§ **Challenges**:
A: In the MNIST code text, how many images are in the training set?
B: In the MNIST code text, what happens when test_data is passed to SGD, and what benefit and drawback does the docstring give for doing so?
C: Return the MNIST code text from "Use one image" to "plt.imshow(image)", unchanged.

§ **Page text**:

Visualization of sample image from MNIST dataset

Use one image from MNIST dataset to give direct visualization, which can help understanding the structure of the MNIST better

tr_d, va_d, te_d = load_data()
data_no = 31520  #No. of labeled data, should be 0-49999, a total of 50,000 images in this training set
image= np.reshape(tr_d[0][data_no], (28, 28)) 
digit_in_image = tr_d[1][data_no]
print("The hand-written digit in this image is", digit_in_image)
import matplotlib.pyplot as plt
plt.imshow(image)
plt.show()

The hand-written digit in this image is 5

在这里插入图片描述

3.2 Implementation of neuron network

# Import libraries
import random
import numpy as np

class Network(object):
    def __init__(self, sizes):
        '''Initiate the network by number of neurons in each layer, for example sizes = [2,3,1] will 
        create a network with input layer of 2 neurons, one hidden layer of 3 neurons and output layer 
        of 1 neuron '''
        self.num_layers  = len(sizes)
        self.size    = sizes
         #Initiate biases array, random number following Gaussian distributions with mean 0 and 
         # standard deviation 1
        self.biases  = [ np.random.randn(y,1) for y in sizes[1:] ]
         #Initiate weights matrix, pay attention to the matrix dimensions
        self.weights = [ np.random.randn(y,x) for x,y in zip(sizes[:-1],sizes[1:])] 

    def feedforward(self,a):
        '''Return the output of the network with input a'''
        for w,b in zip(self.weights, self.biases):
            a = self.sigmoid(np.dot(w,a) + b)
        return a
    
    def SGD(self , training_data , epochs , mini_batch_size , eta, test_data= None, turnLogON= False):
        """Train the neural network using mini-batch stochastic gradient descent. The ``training_data `` 
        is a list of tuples ``(x, y)`` representing the training inputs and the desired outputs. The 
        other non-optional parameters are self-explanatory. If ``test_data `` is provided then the 
        network will be evaluated against the test data after each epoch, and partial progress printed 
        out. This is useful for tracking progress , but slows things down substantially."""

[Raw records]
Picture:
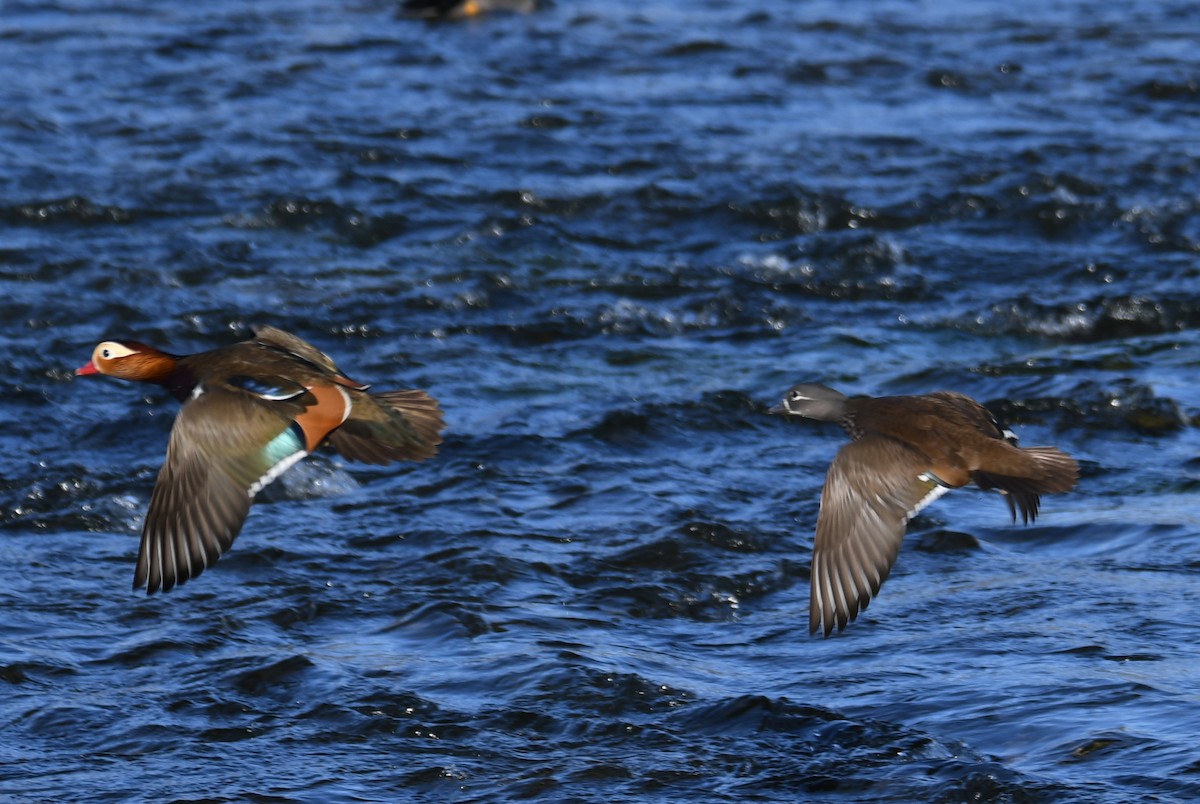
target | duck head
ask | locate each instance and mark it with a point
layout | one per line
(813, 401)
(129, 360)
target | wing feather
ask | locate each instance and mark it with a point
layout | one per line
(870, 490)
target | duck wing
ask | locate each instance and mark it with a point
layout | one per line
(874, 486)
(225, 447)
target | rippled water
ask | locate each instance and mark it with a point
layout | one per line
(606, 235)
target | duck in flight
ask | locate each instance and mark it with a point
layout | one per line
(250, 412)
(905, 451)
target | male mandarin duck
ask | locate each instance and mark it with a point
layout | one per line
(250, 412)
(905, 453)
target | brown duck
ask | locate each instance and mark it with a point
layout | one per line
(250, 412)
(905, 453)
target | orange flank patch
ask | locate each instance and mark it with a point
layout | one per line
(331, 408)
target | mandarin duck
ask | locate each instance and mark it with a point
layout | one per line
(905, 453)
(250, 412)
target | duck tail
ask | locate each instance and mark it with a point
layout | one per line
(1048, 471)
(390, 426)
(1055, 471)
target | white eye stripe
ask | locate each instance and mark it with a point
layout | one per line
(112, 351)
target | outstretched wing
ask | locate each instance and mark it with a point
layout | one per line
(873, 489)
(222, 451)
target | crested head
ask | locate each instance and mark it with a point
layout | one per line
(813, 401)
(130, 360)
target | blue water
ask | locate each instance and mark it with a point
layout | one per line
(606, 235)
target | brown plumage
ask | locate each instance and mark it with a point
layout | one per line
(251, 411)
(904, 454)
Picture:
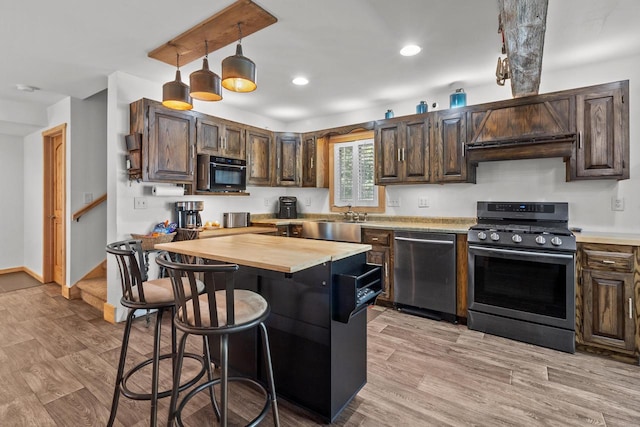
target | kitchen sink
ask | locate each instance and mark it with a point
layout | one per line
(336, 230)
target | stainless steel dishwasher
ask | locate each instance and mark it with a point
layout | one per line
(424, 274)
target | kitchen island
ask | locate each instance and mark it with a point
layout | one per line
(317, 325)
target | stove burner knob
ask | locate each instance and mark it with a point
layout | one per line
(556, 241)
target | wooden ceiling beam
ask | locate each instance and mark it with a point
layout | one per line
(524, 24)
(219, 30)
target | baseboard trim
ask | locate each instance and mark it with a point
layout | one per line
(72, 292)
(24, 269)
(109, 313)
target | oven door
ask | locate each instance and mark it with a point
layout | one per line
(528, 285)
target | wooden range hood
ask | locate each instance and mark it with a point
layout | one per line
(523, 128)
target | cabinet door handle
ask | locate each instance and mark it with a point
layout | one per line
(580, 140)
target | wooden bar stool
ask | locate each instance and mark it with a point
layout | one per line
(221, 310)
(141, 294)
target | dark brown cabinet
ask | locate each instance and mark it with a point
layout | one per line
(260, 157)
(309, 161)
(602, 124)
(220, 137)
(449, 142)
(168, 142)
(380, 254)
(403, 151)
(605, 304)
(288, 160)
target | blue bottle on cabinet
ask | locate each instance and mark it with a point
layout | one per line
(458, 99)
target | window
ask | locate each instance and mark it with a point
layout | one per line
(353, 174)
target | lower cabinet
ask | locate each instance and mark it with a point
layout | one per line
(381, 254)
(606, 311)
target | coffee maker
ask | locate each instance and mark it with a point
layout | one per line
(288, 207)
(188, 214)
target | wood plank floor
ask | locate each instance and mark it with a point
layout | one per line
(58, 360)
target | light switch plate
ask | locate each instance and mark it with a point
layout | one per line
(140, 203)
(617, 203)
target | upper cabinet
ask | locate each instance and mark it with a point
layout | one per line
(288, 160)
(403, 151)
(450, 147)
(168, 142)
(220, 137)
(602, 123)
(260, 157)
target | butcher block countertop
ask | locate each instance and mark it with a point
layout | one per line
(609, 238)
(275, 253)
(459, 225)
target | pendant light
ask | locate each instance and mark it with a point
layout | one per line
(175, 94)
(205, 84)
(238, 71)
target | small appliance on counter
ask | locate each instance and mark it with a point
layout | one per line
(288, 207)
(236, 219)
(188, 214)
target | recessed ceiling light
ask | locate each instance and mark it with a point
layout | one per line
(300, 81)
(410, 50)
(26, 88)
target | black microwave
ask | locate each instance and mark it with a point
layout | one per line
(221, 174)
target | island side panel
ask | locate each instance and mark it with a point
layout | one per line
(318, 363)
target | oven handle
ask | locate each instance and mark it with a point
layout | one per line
(511, 252)
(438, 242)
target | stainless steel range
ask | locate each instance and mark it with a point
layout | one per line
(522, 273)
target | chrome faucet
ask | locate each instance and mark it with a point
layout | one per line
(349, 214)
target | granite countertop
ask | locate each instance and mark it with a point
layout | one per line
(273, 253)
(219, 232)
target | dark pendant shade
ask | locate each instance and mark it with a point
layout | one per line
(239, 72)
(205, 84)
(175, 94)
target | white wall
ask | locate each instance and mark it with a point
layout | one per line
(11, 214)
(87, 174)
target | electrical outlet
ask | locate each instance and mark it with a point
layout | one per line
(617, 203)
(140, 203)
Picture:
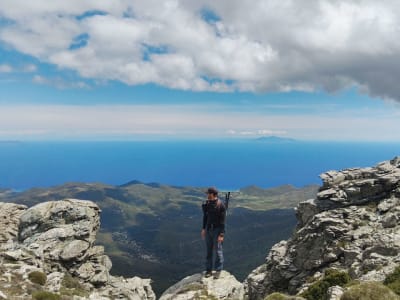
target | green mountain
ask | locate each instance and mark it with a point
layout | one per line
(153, 230)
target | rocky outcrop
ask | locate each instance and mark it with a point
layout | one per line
(56, 239)
(198, 287)
(352, 225)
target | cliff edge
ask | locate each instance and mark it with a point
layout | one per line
(352, 226)
(48, 251)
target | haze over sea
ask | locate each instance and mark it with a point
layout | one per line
(225, 164)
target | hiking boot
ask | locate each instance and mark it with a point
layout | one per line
(208, 274)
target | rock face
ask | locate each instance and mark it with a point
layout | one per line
(57, 239)
(352, 225)
(198, 287)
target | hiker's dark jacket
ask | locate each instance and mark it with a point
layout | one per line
(214, 213)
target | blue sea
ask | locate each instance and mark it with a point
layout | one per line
(227, 165)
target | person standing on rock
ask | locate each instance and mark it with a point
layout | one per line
(214, 213)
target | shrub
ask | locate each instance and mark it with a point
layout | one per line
(318, 290)
(369, 291)
(72, 287)
(37, 277)
(276, 296)
(44, 295)
(279, 296)
(393, 281)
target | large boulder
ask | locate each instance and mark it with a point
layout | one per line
(352, 225)
(56, 239)
(199, 287)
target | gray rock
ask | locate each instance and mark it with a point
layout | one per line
(353, 225)
(199, 287)
(9, 221)
(57, 238)
(335, 292)
(74, 250)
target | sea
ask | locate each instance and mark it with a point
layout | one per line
(228, 165)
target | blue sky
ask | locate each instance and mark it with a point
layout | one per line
(123, 70)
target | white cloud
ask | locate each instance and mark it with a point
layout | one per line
(255, 45)
(259, 132)
(5, 69)
(185, 121)
(29, 68)
(59, 82)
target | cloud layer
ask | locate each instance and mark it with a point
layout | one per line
(41, 122)
(209, 45)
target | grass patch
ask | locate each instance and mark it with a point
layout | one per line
(392, 281)
(279, 296)
(318, 290)
(37, 277)
(71, 286)
(369, 291)
(44, 295)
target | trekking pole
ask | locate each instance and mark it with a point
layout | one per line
(228, 197)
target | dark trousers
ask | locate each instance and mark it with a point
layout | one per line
(214, 250)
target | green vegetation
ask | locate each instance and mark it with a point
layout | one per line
(392, 281)
(369, 291)
(153, 230)
(319, 289)
(70, 286)
(279, 296)
(44, 295)
(37, 277)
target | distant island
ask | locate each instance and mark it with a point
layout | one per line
(275, 139)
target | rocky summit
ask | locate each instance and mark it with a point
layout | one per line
(352, 226)
(48, 252)
(225, 287)
(350, 232)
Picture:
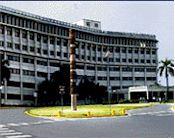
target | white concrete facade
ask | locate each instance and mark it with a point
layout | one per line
(36, 46)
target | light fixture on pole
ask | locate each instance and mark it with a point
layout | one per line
(72, 70)
(107, 55)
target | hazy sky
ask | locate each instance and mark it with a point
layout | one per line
(137, 17)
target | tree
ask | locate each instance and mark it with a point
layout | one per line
(166, 67)
(5, 73)
(87, 89)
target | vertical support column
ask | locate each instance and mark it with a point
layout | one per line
(61, 49)
(5, 37)
(48, 46)
(21, 73)
(41, 46)
(79, 50)
(102, 54)
(28, 41)
(96, 73)
(72, 70)
(5, 84)
(13, 37)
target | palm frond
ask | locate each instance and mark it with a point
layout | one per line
(171, 71)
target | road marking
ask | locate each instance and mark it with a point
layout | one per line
(7, 131)
(151, 113)
(20, 136)
(2, 125)
(12, 124)
(168, 114)
(3, 128)
(13, 133)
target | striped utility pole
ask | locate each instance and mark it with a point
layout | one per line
(72, 70)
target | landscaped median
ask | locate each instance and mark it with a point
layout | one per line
(85, 111)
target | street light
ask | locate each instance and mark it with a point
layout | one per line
(72, 70)
(109, 89)
(35, 95)
(62, 92)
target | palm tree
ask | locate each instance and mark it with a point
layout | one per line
(167, 67)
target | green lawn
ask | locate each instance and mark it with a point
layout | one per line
(85, 110)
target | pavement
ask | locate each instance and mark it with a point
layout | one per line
(151, 122)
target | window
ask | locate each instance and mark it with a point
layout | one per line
(53, 64)
(126, 69)
(99, 48)
(45, 52)
(2, 43)
(1, 30)
(88, 24)
(28, 60)
(96, 25)
(147, 51)
(28, 73)
(42, 74)
(16, 33)
(38, 37)
(51, 40)
(136, 60)
(154, 61)
(9, 31)
(99, 58)
(153, 52)
(24, 47)
(29, 85)
(117, 59)
(58, 53)
(9, 44)
(139, 69)
(115, 78)
(142, 61)
(151, 69)
(129, 50)
(123, 60)
(123, 50)
(32, 49)
(13, 58)
(13, 83)
(17, 46)
(139, 78)
(45, 39)
(24, 34)
(52, 53)
(102, 78)
(43, 63)
(39, 50)
(142, 51)
(130, 60)
(31, 36)
(127, 78)
(58, 41)
(148, 61)
(136, 51)
(15, 71)
(65, 55)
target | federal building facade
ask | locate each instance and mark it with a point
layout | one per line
(36, 46)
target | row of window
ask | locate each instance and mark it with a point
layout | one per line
(31, 24)
(128, 78)
(18, 97)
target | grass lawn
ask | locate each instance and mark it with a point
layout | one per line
(84, 111)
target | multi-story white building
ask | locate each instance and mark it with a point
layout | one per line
(36, 46)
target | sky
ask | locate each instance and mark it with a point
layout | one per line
(148, 17)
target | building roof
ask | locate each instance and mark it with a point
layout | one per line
(77, 27)
(159, 88)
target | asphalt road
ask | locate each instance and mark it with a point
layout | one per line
(152, 122)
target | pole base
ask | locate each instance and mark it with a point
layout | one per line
(73, 102)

§ **Responses to the exercise**:
A: 50,000 images.

B: When test_data is provided, the network is evaluated against the test data after each epoch and partial progress is printed. This helps track progress but slows training down substantially.

C:
Use one image from MNIST dataset to give direct visualization, which can help understanding the structure of the MNIST better

tr_d, va_d, te_d = load_data()
data_no = 31520  #No. of labeled data, should be 0-49999, a total of 50,000 images in this training set
image= np.reshape(tr_d[0][data_no], (28, 28)) 
digit_in_image = tr_d[1][data_no]
print("The hand-written digit in this image is", digit_in_image)
import matplotlib.pyplot as plt
plt.imshow(image)